Given data
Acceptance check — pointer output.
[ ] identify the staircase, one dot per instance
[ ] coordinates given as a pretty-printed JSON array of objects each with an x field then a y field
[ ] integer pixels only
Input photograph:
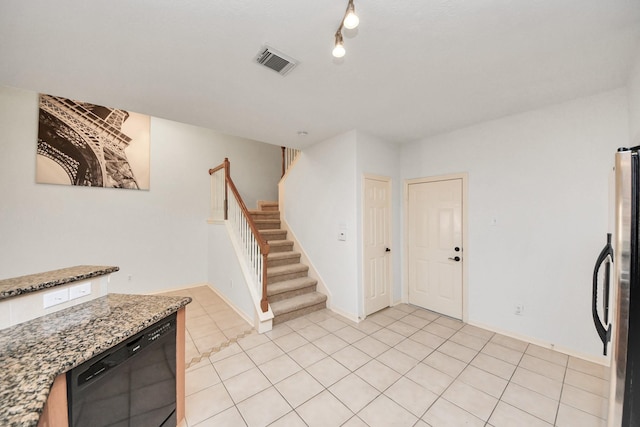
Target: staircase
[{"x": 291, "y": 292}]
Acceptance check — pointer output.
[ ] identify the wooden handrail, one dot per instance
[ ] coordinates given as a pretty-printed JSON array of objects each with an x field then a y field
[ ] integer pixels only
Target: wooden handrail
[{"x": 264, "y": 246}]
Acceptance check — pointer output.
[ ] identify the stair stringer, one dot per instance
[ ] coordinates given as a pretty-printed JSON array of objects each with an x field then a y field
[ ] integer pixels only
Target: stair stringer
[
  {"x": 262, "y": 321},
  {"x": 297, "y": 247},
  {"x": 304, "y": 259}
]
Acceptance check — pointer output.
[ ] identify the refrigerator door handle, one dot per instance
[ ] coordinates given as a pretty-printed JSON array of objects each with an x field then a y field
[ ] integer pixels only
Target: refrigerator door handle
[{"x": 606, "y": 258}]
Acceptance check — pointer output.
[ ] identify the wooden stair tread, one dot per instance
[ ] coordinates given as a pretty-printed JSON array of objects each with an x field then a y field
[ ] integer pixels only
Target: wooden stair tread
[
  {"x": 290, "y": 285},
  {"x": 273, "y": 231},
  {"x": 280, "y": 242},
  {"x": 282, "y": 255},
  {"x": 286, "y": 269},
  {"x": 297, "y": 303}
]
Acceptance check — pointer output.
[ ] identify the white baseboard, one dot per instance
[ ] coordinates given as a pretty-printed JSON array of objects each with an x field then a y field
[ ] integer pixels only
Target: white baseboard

Problem to work on
Print all the records exactly, minus any images.

Result
Acceptance check — pointer output.
[ ] identify the staircase, one dot per instance
[ ] coordinates given as a pretty-printed JSON array of objects each with an x field then a y field
[ ] integer pixels only
Input photograph:
Target: staircase
[{"x": 291, "y": 292}]
Acceptance check — pointer output.
[ ] identify the wooden handrail, one dot per instance
[ ] coordinates given as a pretty-printed JSON array of objects each with an x field then a y field
[ ] integer pixels only
Target: wooden handrail
[{"x": 264, "y": 246}]
Acceptance check — pointer output.
[ ] identify the stair stringer, one dot per instance
[ ] coordinates given as a pretty-printed JSON array of objects each with an x field then a y field
[ ] integer pixels only
Target: stair stringer
[
  {"x": 262, "y": 321},
  {"x": 297, "y": 247},
  {"x": 304, "y": 259}
]
Acceptance check — pointer output.
[ ] identify the refrigerator door handle, one dot per instance
[ ] coordinates given as a pretty-printed JSON array of objects each with an x field then a y field
[ ] integer pixels only
Target: refrigerator door handle
[{"x": 606, "y": 258}]
Acceptance check — pointer output.
[ ] identify the wooden stair tread, one dot per instance
[ ] coordinates given as a pretty-printed JSON array of objects each with an x field then a y field
[ ] integer pixels only
Target: wooden stair tread
[
  {"x": 290, "y": 285},
  {"x": 273, "y": 231},
  {"x": 280, "y": 242},
  {"x": 282, "y": 255},
  {"x": 286, "y": 269},
  {"x": 297, "y": 303}
]
Acceptance check — pointer output.
[ ] identify the white baseboard, one dot per instance
[ ] coordinates given as a pretty-printed JSON array of objects each with an x field then a y field
[ ] integer pixels only
Target: white baseboard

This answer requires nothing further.